PASSAGE GIVEN =>
BEGIN

# Micromax funbook Internet problem



## myzoneajay (Jun 29, 2012)

i purchased micromax funbook 2 days back but i am not able to start internet on it.
I have BSNL wifi modem.
funbook detects wifi connection asks for password, i entered it.
it connects to the wifi succesfully
but i am not able to browse net on browser or create micromax account or download any apps.
the internet is just not working.
Plz can someone help?


----------



## ankit.kumar010203 (Jun 29, 2012)

I Think The Fault Is In Your Modem....


----------



## myzoneajay (Jun 29, 2012)

ankit.kumar010203 said:


> I Think The Fault Is In Your Modem....



but my laptop works fine on wifi
But if the tablet is connecting then there is no problem with tablet .......correct??


----------



## shaan (Jul 10, 2012)

i am having the same problem.....plzzzz tell any solutions.....


----------



## techlover (Jul 11, 2012)

have you tried using it on another wifi ?


----------



## techiemaharaj (Jul 11, 2012)

Not sure, but check for the MAC filtering option on your Modem, If it is enabled then u will be able to connect to modem but not the internet...so try disabling it..


----------



## afshanm11 (Aug 6, 2012)

END

DATA EXTRACT =>

BEGIN

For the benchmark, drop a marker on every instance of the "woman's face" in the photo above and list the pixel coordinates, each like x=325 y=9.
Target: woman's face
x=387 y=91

END

THE TASKS =>
1/ In the Micromax Funbook thread, which option on the modem does one reply suggest disabling?
2/ Write the next part of the Micromax Funbook internet thread, starting from the point where it ends.

PER-TASK ANSWERS =>
1/ The MAC filtering option.

2/
myzoneajay said:


> i purchased micromax funbook 2 days back but i am not able to start internet on it.
> I have BSNL wifi modem.
> funbook detects wifi connection asks for password, i entered it.
> it connects to the wifi succesfully
> ...



I purchased the funbook yesterday and I am facing the same issue. Is there any solution for this? The wifi is working fine with other devices.


----------



## aruppalit (Sep 2, 2013)

shaan said:


> i am having the same problem.....plzzzz tell any solutions.....



I am having the same problem for accessing Internet through Micromax Funbook. I used to access the internet thru WiFi for the last 5 - 6 months. But, since yesterday, this problem of accessing internet is seen...Please provide some solutions...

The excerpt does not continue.